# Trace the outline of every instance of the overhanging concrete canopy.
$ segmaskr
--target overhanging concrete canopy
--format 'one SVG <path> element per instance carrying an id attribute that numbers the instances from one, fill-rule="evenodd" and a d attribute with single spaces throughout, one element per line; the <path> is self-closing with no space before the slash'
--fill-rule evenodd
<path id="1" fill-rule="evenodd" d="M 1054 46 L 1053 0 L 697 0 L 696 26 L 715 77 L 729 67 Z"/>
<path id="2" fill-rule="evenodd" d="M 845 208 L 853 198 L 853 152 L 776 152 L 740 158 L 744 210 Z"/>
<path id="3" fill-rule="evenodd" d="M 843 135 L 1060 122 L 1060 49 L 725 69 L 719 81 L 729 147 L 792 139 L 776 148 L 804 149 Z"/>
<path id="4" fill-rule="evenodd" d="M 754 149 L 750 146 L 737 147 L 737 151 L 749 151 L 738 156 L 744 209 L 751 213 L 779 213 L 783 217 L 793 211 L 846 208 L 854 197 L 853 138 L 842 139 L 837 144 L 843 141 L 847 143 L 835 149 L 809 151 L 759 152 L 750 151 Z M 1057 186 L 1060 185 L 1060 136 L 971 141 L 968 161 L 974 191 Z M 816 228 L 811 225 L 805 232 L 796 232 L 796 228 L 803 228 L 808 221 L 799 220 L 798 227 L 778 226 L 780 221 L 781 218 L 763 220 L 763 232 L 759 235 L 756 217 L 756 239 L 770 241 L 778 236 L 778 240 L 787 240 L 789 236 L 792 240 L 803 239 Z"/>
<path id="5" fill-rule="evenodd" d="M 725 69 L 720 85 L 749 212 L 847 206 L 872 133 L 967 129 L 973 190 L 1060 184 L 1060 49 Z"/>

-------

-- DIRECTIONS FOR THIS TASK --
Each record should be transcribed exactly as it was written.

-- TASK OUTPUT --
# Trace the outline of every instance of the overhanging concrete canopy.
$ segmaskr
--target overhanging concrete canopy
--format 'one SVG <path> element per instance carrying an id attribute that numbers the instances from one, fill-rule="evenodd" and a d attribute with single spaces throughout, one element per line; the <path> is self-closing with no space before the slash'
--fill-rule evenodd
<path id="1" fill-rule="evenodd" d="M 1054 46 L 1053 0 L 697 0 L 696 26 L 715 77 L 729 67 Z"/>
<path id="2" fill-rule="evenodd" d="M 845 208 L 853 198 L 853 152 L 776 152 L 740 158 L 744 210 Z"/>
<path id="3" fill-rule="evenodd" d="M 843 135 L 1060 122 L 1060 49 L 725 69 L 719 81 L 729 147 L 792 139 L 776 148 L 804 149 Z"/>
<path id="4" fill-rule="evenodd" d="M 754 149 L 750 146 L 737 147 L 737 151 L 749 151 L 738 156 L 744 209 L 751 213 L 779 213 L 783 217 L 793 211 L 846 208 L 854 197 L 853 138 L 842 139 L 837 144 L 843 141 L 847 143 L 835 149 L 809 151 L 759 152 L 750 151 Z M 1057 186 L 1060 185 L 1060 136 L 971 141 L 968 161 L 974 191 Z M 816 228 L 811 225 L 805 232 L 796 232 L 796 228 L 803 228 L 808 221 L 799 220 L 798 227 L 778 226 L 780 221 L 781 218 L 763 220 L 763 232 L 759 235 L 756 217 L 756 239 L 770 241 L 778 236 L 778 240 L 787 240 L 789 236 L 792 240 L 803 239 Z"/>
<path id="5" fill-rule="evenodd" d="M 725 69 L 720 85 L 749 212 L 847 206 L 872 133 L 967 129 L 973 190 L 1060 184 L 1060 49 Z"/>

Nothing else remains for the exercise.